INFORMATION PROVIDED:
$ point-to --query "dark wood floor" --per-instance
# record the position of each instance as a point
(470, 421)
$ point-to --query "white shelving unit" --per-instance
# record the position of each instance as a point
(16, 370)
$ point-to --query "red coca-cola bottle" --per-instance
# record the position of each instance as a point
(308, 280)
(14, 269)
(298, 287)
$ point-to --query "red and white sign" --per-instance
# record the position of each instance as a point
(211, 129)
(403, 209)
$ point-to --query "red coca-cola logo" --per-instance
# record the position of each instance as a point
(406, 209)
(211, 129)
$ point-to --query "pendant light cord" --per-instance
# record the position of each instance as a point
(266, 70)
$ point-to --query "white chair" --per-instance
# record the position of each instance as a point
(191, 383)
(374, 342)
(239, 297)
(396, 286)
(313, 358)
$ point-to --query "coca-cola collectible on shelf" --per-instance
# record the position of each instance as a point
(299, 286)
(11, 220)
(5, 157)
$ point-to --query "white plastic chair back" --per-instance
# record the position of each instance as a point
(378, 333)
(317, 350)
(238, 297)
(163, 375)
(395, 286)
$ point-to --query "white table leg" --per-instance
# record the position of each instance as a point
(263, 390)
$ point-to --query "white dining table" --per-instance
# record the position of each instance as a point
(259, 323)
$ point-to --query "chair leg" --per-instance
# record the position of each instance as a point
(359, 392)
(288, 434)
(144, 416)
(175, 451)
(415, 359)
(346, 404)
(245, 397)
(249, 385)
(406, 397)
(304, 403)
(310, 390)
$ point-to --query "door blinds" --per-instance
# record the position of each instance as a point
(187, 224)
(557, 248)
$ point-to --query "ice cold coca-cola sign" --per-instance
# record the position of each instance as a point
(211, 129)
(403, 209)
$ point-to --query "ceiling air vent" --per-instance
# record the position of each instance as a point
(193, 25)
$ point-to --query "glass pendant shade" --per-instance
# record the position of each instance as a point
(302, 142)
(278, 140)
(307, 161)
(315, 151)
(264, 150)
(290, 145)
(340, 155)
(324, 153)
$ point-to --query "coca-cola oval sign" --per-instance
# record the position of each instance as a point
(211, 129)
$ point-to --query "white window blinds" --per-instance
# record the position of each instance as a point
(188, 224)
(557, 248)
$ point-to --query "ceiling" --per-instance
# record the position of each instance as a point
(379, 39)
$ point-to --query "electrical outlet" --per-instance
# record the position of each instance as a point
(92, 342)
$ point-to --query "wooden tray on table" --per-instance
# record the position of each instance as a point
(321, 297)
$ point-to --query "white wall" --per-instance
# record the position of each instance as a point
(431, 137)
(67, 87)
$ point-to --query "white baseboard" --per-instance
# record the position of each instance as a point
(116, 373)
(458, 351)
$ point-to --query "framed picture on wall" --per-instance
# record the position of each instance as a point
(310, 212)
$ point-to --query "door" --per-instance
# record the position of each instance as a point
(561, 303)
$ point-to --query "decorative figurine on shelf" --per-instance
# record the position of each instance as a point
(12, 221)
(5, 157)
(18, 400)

WORK INSTRUCTION:
Report all lines of the data that include the word "white".

SOLVED PROBLEM:
$ point-to --query "white shelving unit" --per-instance
$ point-to --query "red and white sign" --per-instance
$ point-to --query "white chair" --per-instance
$ point-to --query "white plastic chair back" --per-instance
$ point-to --query "white table leg" --per-instance
$ point-to --query "white dining table" --per-instance
$ point-to --query "white window blinds" --per-instance
$ point-to --query "white wall" --per-instance
$ point-to --query "white baseboard" --per-instance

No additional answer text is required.